#### [Task requirements]
The records follow. Copy each one exactly.
══ Input for this task
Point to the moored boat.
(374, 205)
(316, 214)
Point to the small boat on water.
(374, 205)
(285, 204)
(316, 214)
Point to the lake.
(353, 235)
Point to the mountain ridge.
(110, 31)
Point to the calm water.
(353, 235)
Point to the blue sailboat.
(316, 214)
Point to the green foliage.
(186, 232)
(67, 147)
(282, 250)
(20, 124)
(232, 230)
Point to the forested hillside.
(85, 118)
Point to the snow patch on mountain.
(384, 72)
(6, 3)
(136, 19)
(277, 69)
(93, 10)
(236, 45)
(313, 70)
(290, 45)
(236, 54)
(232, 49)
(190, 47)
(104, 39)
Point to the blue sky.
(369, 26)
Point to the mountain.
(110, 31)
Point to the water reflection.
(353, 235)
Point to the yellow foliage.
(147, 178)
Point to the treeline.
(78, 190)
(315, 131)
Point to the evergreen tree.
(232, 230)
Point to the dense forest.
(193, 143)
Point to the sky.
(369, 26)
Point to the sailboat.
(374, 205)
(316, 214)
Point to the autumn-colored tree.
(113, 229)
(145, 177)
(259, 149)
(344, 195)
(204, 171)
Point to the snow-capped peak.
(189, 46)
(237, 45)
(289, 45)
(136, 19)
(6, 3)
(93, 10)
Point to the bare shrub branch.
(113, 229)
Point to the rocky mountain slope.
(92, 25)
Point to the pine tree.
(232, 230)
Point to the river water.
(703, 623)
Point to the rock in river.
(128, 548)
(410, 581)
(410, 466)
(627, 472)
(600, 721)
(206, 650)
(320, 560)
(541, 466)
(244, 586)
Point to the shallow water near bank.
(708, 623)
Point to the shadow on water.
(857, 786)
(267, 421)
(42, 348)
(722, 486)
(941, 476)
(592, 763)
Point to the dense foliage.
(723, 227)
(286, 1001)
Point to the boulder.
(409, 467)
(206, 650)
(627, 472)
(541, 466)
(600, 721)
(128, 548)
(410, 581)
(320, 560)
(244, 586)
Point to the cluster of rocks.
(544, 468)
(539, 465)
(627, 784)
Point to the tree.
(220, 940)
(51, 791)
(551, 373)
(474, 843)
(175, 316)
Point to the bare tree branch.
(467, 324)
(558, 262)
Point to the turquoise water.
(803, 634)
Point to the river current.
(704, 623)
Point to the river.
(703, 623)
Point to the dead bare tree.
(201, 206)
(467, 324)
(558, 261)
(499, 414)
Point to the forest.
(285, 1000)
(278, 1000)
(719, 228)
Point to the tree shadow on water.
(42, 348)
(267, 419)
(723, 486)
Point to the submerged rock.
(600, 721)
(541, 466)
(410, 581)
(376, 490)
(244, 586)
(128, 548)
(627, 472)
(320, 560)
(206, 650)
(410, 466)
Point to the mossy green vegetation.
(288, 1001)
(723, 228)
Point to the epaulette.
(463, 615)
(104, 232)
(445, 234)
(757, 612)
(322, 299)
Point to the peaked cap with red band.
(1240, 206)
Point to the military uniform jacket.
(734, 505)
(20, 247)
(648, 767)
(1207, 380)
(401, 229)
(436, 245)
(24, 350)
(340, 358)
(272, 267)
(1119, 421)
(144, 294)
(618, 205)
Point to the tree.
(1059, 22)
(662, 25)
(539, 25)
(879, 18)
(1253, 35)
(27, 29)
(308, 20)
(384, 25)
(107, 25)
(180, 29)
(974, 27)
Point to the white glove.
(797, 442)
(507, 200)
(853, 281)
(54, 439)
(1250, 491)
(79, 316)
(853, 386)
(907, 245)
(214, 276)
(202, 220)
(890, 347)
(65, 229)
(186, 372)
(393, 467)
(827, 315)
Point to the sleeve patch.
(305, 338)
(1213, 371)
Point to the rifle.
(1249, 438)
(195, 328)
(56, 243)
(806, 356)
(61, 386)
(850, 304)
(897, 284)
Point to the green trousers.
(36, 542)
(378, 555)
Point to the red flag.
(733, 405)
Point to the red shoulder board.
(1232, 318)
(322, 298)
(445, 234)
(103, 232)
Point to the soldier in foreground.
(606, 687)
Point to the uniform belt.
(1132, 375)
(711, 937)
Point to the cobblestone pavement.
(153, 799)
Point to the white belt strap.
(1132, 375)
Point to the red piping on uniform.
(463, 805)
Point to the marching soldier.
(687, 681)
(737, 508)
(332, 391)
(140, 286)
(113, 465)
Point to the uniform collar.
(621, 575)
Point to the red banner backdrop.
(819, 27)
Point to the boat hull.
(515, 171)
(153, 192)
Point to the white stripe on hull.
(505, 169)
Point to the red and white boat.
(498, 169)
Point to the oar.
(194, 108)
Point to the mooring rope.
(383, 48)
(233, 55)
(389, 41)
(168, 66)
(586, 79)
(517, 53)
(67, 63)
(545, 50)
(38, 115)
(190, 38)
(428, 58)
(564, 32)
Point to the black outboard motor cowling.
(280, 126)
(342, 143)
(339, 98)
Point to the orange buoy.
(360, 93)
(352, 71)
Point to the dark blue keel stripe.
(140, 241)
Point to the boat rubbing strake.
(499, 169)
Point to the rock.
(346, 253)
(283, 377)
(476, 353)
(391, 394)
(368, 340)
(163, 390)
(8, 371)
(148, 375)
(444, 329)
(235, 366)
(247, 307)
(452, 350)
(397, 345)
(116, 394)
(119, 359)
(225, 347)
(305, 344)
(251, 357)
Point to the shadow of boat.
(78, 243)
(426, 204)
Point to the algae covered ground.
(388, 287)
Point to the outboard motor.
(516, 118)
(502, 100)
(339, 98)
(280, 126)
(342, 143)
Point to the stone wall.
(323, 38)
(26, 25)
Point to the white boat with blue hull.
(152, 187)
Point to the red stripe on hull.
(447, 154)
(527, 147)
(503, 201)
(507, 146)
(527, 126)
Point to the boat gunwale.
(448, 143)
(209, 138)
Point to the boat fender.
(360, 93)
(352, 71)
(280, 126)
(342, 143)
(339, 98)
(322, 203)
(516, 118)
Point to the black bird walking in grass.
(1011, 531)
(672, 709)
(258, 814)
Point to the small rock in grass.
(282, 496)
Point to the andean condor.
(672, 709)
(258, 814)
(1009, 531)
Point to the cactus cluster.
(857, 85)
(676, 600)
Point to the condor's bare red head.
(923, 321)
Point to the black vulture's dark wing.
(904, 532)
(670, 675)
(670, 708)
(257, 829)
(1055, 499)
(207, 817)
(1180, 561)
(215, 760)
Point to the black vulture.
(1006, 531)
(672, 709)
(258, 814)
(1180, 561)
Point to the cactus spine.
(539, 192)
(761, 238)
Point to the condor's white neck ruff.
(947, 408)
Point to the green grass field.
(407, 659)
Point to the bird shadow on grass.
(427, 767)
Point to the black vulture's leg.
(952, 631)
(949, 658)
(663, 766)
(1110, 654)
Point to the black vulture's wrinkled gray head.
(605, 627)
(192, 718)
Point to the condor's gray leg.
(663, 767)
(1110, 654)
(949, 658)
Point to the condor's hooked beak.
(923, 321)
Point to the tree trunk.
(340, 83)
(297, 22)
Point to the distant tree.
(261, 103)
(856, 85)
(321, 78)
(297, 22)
════
#### [Written response]
Point to the moored boat.
(374, 205)
(316, 214)
Point to the small boat on water.
(374, 205)
(285, 204)
(316, 214)
Point to the lake.
(353, 235)
Point to the mountain ridge.
(110, 31)
Point to the calm water.
(353, 235)
Point to the blue sailboat.
(316, 214)
Point to the green foliage.
(186, 232)
(67, 147)
(282, 250)
(20, 124)
(232, 230)
Point to the forested hillside.
(85, 118)
Point to the snow patch on mountain.
(384, 72)
(6, 3)
(136, 19)
(277, 69)
(93, 10)
(236, 45)
(313, 70)
(290, 45)
(236, 54)
(232, 49)
(190, 47)
(104, 39)
Point to the blue sky.
(369, 26)
Point to the mountain.
(110, 31)
Point to the water reflection.
(353, 235)
Point to the yellow foliage.
(147, 178)
Point to the treeline.
(78, 190)
(315, 131)
Point to the evergreen tree.
(232, 230)
Point to the dense forest.
(193, 143)
Point to the sky.
(369, 26)
Point to the sailboat.
(374, 205)
(316, 214)
Point to the autumn-colored tree.
(113, 229)
(145, 177)
(259, 149)
(344, 195)
(204, 171)
Point to the snow-capped peak.
(189, 46)
(237, 45)
(289, 45)
(136, 19)
(6, 3)
(93, 10)
Point to the bare shrub branch.
(113, 229)
Point to the rocky mountain slope.
(92, 25)
Point to the pine tree.
(232, 230)
Point to the river water.
(703, 623)
Point to the rock in river.
(128, 548)
(410, 581)
(410, 466)
(627, 472)
(600, 721)
(206, 650)
(320, 560)
(541, 466)
(244, 586)
Point to the shallow water near bank.
(708, 623)
Point to the shadow on water.
(857, 786)
(267, 421)
(42, 348)
(722, 486)
(941, 476)
(592, 763)
Point to the dense foliage.
(723, 227)
(286, 1001)
Point to the boulder.
(409, 467)
(206, 650)
(627, 472)
(541, 466)
(600, 721)
(128, 548)
(410, 581)
(320, 560)
(244, 586)
Point to the cluster of rocks.
(544, 468)
(539, 465)
(627, 784)
Point to the tree.
(220, 940)
(51, 791)
(551, 373)
(474, 843)
(175, 316)
Point to the bare tree branch.
(467, 324)
(558, 262)
Point to the turquoise water.
(803, 634)
Point to the river current.
(704, 623)
Point to the river.
(703, 623)
Point to the dead bare tree.
(201, 206)
(467, 324)
(558, 261)
(499, 414)
Point to the forest.
(285, 1000)
(278, 1000)
(719, 228)
Point to the tree shadow on water.
(42, 348)
(267, 419)
(723, 486)
Point to the submerged rock.
(600, 721)
(541, 466)
(410, 581)
(376, 490)
(244, 586)
(128, 548)
(627, 472)
(320, 560)
(206, 650)
(410, 466)
Point to the mossy green vegetation.
(288, 1001)
(723, 228)
Point to the epaulette.
(463, 615)
(104, 232)
(445, 234)
(757, 612)
(322, 299)
Point to the peaked cap with red band.
(1240, 206)
Point to the military uniform jacket.
(734, 505)
(20, 247)
(648, 767)
(1207, 380)
(401, 229)
(436, 245)
(24, 350)
(340, 358)
(272, 267)
(1119, 421)
(144, 294)
(618, 205)
Point to the tree.
(1059, 22)
(662, 25)
(539, 25)
(879, 18)
(1253, 35)
(27, 29)
(308, 20)
(384, 25)
(107, 25)
(180, 29)
(974, 27)
Point to the white glove.
(797, 442)
(507, 200)
(853, 281)
(54, 439)
(1250, 491)
(79, 316)
(853, 386)
(907, 245)
(214, 276)
(202, 220)
(890, 347)
(65, 229)
(186, 372)
(393, 467)
(827, 315)
Point to the sleeve patch.
(305, 338)
(1213, 371)
Point to the rifle.
(1249, 438)
(195, 328)
(56, 243)
(806, 356)
(61, 386)
(850, 304)
(897, 284)
Point to the green trousers.
(36, 542)
(378, 555)
Point to the red flag.
(733, 405)
Point to the red shoulder board.
(1232, 318)
(322, 298)
(445, 234)
(103, 232)
Point to the soldier in foreground.
(606, 687)
Point to the uniform belt.
(1132, 375)
(711, 937)
Point to the cobblestone pavement.
(153, 799)
Point to the white belt strap.
(1132, 375)
Point to the red piping on uniform.
(463, 805)
Point to the marching soldier.
(687, 681)
(737, 508)
(332, 391)
(140, 286)
(113, 465)
Point to the uniform collar.
(621, 575)
Point to the red banner backdrop.
(819, 27)
Point to the boat hull.
(515, 171)
(153, 192)
Point to the white stripe on hull.
(505, 169)
Point to the red and white boat.
(498, 169)
Point to the oar.
(194, 108)
Point to the mooring rope.
(383, 48)
(233, 55)
(389, 41)
(168, 66)
(586, 79)
(517, 53)
(67, 63)
(545, 50)
(38, 115)
(190, 38)
(428, 58)
(564, 32)
Point to the black outboard motor cowling.
(280, 126)
(342, 143)
(339, 98)
Point to the orange buoy.
(360, 93)
(352, 71)
Point to the dark blue keel stripe.
(140, 241)
Point to the boat rubbing strake.
(499, 169)
Point to the rock.
(346, 253)
(283, 377)
(476, 353)
(391, 394)
(368, 340)
(163, 390)
(8, 371)
(148, 375)
(444, 329)
(235, 366)
(247, 307)
(452, 350)
(397, 345)
(116, 394)
(119, 359)
(225, 347)
(305, 344)
(251, 357)
Point to the shadow of boat.
(78, 243)
(426, 204)
Point to the algae covered ground.
(388, 287)
Point to the outboard motor.
(516, 118)
(502, 100)
(339, 98)
(280, 126)
(342, 143)
Point to the stone wall.
(323, 38)
(26, 25)
Point to the white boat with blue hull.
(152, 187)
Point to the red stripe on hull.
(447, 154)
(527, 147)
(503, 201)
(507, 146)
(527, 126)
Point to the boat gunwale.
(448, 143)
(209, 138)
Point to the boat fender.
(360, 93)
(352, 71)
(280, 126)
(342, 143)
(339, 98)
(322, 203)
(516, 118)
Point to the black bird walking in grass.
(1011, 531)
(672, 709)
(258, 814)
Point to the small rock in grass.
(282, 496)
Point to the andean condor.
(672, 709)
(258, 814)
(1009, 531)
Point to the cactus cluster.
(857, 85)
(676, 600)
Point to the condor's bare red head.
(923, 321)
Point to the black vulture's dark wing.
(904, 532)
(670, 675)
(670, 708)
(257, 829)
(1055, 499)
(207, 817)
(1180, 561)
(215, 760)
Point to the black vulture.
(1006, 531)
(672, 709)
(258, 814)
(1180, 561)
Point to the cactus spine.
(539, 192)
(761, 238)
Point to the condor's white neck ruff.
(947, 408)
Point to the green grass field.
(407, 659)
Point to the bird shadow on grass.
(427, 767)
Point to the black vulture's leg.
(952, 631)
(949, 658)
(663, 766)
(1110, 654)
Point to the black vulture's wrinkled gray head.
(605, 627)
(192, 718)
Point to the condor's gray leg.
(663, 767)
(1110, 654)
(949, 658)
Point to the condor's hooked beak.
(923, 321)
Point to the tree trunk.
(340, 83)
(297, 22)
Point to the distant tree.
(261, 103)
(856, 85)
(321, 78)
(297, 22)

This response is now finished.